**OBJECTIVE**
Output the material word for word. Leave each picture out.

● ● ● ● ●

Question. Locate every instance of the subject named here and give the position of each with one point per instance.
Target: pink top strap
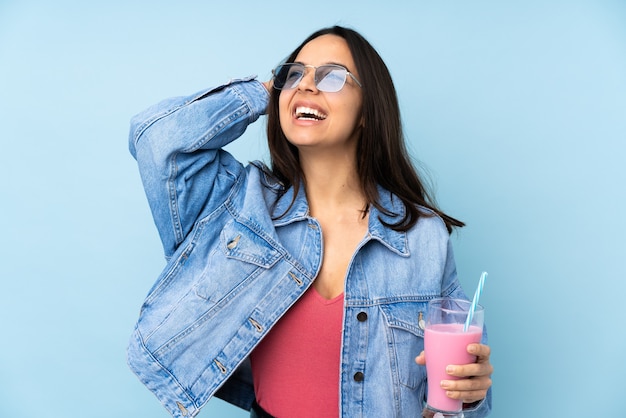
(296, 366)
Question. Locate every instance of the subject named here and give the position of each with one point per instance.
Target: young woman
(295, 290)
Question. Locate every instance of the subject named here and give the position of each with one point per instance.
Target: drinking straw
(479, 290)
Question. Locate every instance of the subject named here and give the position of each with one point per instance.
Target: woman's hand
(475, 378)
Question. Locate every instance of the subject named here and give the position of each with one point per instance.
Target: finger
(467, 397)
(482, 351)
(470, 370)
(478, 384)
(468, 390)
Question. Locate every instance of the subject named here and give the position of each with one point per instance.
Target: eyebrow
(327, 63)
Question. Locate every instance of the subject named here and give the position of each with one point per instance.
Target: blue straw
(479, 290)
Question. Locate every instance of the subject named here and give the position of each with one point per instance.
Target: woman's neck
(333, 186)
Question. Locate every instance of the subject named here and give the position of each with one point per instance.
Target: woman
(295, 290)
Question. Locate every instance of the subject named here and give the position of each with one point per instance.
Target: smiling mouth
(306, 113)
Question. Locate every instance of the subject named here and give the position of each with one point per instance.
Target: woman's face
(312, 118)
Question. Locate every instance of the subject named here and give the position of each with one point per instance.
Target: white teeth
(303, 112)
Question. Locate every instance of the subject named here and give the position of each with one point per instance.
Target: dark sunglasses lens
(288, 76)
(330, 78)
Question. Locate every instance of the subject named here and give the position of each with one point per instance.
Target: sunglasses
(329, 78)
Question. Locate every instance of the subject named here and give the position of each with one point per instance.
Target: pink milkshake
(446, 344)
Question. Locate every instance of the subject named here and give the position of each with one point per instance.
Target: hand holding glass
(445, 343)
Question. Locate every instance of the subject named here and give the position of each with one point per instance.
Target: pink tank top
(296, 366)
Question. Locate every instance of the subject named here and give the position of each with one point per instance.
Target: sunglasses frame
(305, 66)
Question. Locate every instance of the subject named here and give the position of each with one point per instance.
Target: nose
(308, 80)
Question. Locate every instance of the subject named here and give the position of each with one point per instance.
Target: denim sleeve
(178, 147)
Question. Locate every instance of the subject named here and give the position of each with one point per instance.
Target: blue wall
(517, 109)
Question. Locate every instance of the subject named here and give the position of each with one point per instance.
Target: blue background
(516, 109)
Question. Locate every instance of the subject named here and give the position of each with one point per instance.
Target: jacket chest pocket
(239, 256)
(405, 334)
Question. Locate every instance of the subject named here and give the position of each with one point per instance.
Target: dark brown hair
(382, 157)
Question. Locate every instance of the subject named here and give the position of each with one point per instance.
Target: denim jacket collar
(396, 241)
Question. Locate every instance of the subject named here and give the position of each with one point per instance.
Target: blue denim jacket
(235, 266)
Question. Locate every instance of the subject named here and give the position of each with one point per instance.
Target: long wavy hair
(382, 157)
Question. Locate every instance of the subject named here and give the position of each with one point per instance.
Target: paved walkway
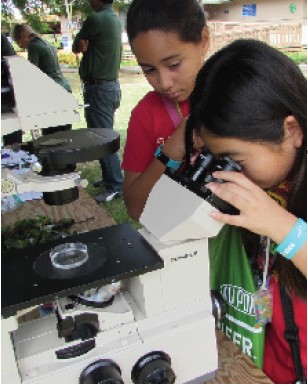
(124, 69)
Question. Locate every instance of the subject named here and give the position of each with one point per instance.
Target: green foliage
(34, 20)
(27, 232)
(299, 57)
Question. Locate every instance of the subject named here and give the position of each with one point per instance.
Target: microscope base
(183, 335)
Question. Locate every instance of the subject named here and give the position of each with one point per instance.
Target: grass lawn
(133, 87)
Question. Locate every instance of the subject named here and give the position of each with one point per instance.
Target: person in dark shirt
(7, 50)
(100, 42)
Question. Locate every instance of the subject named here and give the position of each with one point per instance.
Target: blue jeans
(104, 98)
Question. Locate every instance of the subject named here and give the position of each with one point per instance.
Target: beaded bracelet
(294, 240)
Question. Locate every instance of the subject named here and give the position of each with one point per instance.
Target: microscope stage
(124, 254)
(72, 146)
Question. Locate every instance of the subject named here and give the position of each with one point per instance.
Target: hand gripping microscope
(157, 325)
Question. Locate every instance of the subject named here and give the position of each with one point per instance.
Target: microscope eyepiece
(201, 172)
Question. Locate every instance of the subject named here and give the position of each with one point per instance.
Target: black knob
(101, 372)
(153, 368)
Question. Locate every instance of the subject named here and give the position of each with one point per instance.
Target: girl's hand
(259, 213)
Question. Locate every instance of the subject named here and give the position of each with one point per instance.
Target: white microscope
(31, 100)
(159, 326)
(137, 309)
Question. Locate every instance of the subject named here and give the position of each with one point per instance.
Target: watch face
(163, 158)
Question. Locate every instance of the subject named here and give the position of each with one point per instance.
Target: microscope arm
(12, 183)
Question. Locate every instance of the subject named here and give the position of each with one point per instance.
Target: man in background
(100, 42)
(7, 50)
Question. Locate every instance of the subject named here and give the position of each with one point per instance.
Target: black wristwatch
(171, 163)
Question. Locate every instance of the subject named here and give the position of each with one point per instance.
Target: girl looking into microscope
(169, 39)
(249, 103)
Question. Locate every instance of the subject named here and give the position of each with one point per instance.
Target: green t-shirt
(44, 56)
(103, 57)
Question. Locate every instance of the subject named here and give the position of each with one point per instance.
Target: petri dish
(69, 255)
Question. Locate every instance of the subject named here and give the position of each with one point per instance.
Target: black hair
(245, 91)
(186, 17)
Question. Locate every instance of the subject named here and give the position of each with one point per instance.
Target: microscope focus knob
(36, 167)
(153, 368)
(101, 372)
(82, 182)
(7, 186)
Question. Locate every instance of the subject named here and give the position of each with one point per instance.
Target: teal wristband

● ● ● ● ●

**RESPONSE TO THE EXERCISE**
Question. Locate every instance of the subject named here and give the position of each with one point per instance.
Target: pink top strap
(296, 366)
Question. Locate every instance of the subject named here and give the position of each with one point per instance.
Target: young woman
(295, 290)
Question. Locate every instance of the subject named here and give the position of each with one point per instance.
Target: drinking straw
(479, 290)
Question. Locate every instance of the subject named here and give the position of each with one point per instance.
Target: woman's hand
(475, 378)
Question. Locate every instance of the subject named here and give the position of each with one point per instance.
Target: finger
(467, 397)
(482, 351)
(470, 370)
(478, 384)
(468, 390)
Question. Locate every instance of the subject named here and give the position of each with one point per instance.
Target: eyebrow
(327, 63)
Question. Locate every instance of the subject named here and give the position of each with one point per instance.
Target: blue straw
(479, 290)
Question. Locate every instance of the subject named here and give the position of each with one point per instance.
Target: woman's neck
(333, 186)
Question. Locate every instance of the subject named here and give the position of each with one point per instance.
Target: woman
(295, 290)
Question. Locate every instance of the subject named here and give the position of each with one point per instance.
Target: smiling mouth
(306, 113)
Question. Locate every instance of the subject named here and give the position of each with one point per instance.
Target: woman's face
(312, 118)
Question. Locate every instance of the subject named here and give the position of each with one point per instance.
Target: white teeth
(303, 112)
Question. Locate every instance of the subject named here and give the position of each with one point per instance.
Target: dark sunglasses lens
(288, 76)
(330, 78)
Question. Locate every instance of the subject named here and give the position of each with one point per instance.
Target: sunglasses
(329, 78)
Question. Locate every instance of the subject named here and give the position of each with one point per instance.
Target: pink milkshake
(446, 344)
Question. Locate every instance of the subject named here and give the position of each with one point per instance.
Target: hand holding glass
(445, 343)
Question. Locate every instance of the subject named here and give the position of each with one point per instance.
Target: pink tank top
(296, 366)
Question. Locate every instance of the subject named here and give the position of each with one point per instance.
Target: sunglasses frame
(305, 66)
Question. Locate every instance of the subject named here and give the position of each with one point per instance.
Target: nose
(308, 80)
Question. Locate every instance of the subject named here and give the position of each with one point per instance.
Target: denim sleeve
(178, 147)
Question. Locate every instance of the subject named here and give the position of each with one point per instance.
Target: blue wall
(517, 109)
Question. Locate every instance of the subject named here and give the position of each with one point per instance.
Target: blue background
(516, 109)
Question. Locate every instance of the subject named here and give the position of each with one point per instance.
Target: jacket chest pocket
(239, 256)
(405, 334)
Question. Locate every instance of the subject named here and give the position of each with one point per instance.
Target: dark brown hair
(382, 157)
Question. Locate every instance of the subject named here and give the position of each with one point per instance.
Target: denim jacket collar
(396, 241)
Question. Locate every instance of the subject named here and give the position of each with one point per instance.
Target: blue denim jacket
(235, 266)
Question. Locate every instance of the subject named here and give the position of each with one point per instance.
Target: long wavy hair
(382, 157)
Question. Locate every instance of the subject named here and give the position of each with one point per instance.
Target: paved walkway
(124, 69)
Question. Locate every instance of the subject named here and give the position of each with one point per instance.
Target: green foliage
(34, 20)
(27, 232)
(299, 57)
Question. Locate every instance of the subject named here and give the position of each with one point per instance.
Target: microscope base
(183, 335)
Question. Locate every instance of the subject named here and give the position of each with one point per instance.
Target: grass lawn
(133, 87)
Question. Locate every instance of the subject named here and give the position of each with one point per instance.
Target: person in dark shirt
(7, 50)
(100, 42)
Question. Locate every instance of the subject named here and give the position of each with one point per instance.
Target: blue jeans
(104, 98)
Question. Locate every instance of the subject named here and give the position of each with one point per instance.
Target: beaded bracelet
(294, 240)
Question. Locate every instance of the subject named here and give the position of each with one point per instance.
Target: microscope stage
(124, 254)
(72, 146)
Question. Locate every instance of the subject named here and give the position of each with one point per instance.
Target: hand gripping microscope
(157, 325)
Question. Locate every instance of the subject named here and give the position of each with one point per instance.
Target: microscope eyepiece
(201, 172)
Question. Locate every instance of the subject named here and give the position of each with one point per instance.
Target: black knob
(101, 372)
(153, 368)
Question. Locate every instance of the subject named here and give the position of each with one point per instance.
Target: girl's hand
(259, 213)
Question. Locate every instance of the subject named here and give the position of each with one point per instance.
Target: white microscope
(31, 100)
(159, 326)
(137, 309)
Question. Locate every instance of the subject named here and give the position of each with one point per instance.
Target: watch face
(163, 158)
Question. Locate every instance of the subject named here and give the position of each with one point per instance.
Target: microscope arm
(12, 183)
Question. Locate every instance of the subject named here and give the position of each with one point per instance.
Target: man in background
(100, 42)
(7, 50)
Question. Locate every instance of the subject named here and give the position of each with one point per instance.
Target: black wristwatch
(171, 163)
Question. Locate every instance of the subject named here and give the position of each with one point per instance.
Target: girl looking into microscope
(169, 39)
(249, 103)
Question. Locate every instance of the subject named here and give the position of each with one point per instance.
Target: green t-shirt
(44, 56)
(103, 57)
Question. Locate every instance of the subject named here and give the position of each with one point per instance.
Target: petri dish
(69, 255)
Question. Locate every instance of the subject named here and give the position of each with one point per instance.
Target: black hair
(245, 91)
(186, 17)
Question. Locate every instance of the subject named here and give the position of each with one point per instance.
Target: microscope focus knob
(36, 167)
(153, 368)
(101, 372)
(82, 182)
(7, 186)
Question. Locate every instance of the subject named here and give the position of each with one point per instance.
Target: teal wristband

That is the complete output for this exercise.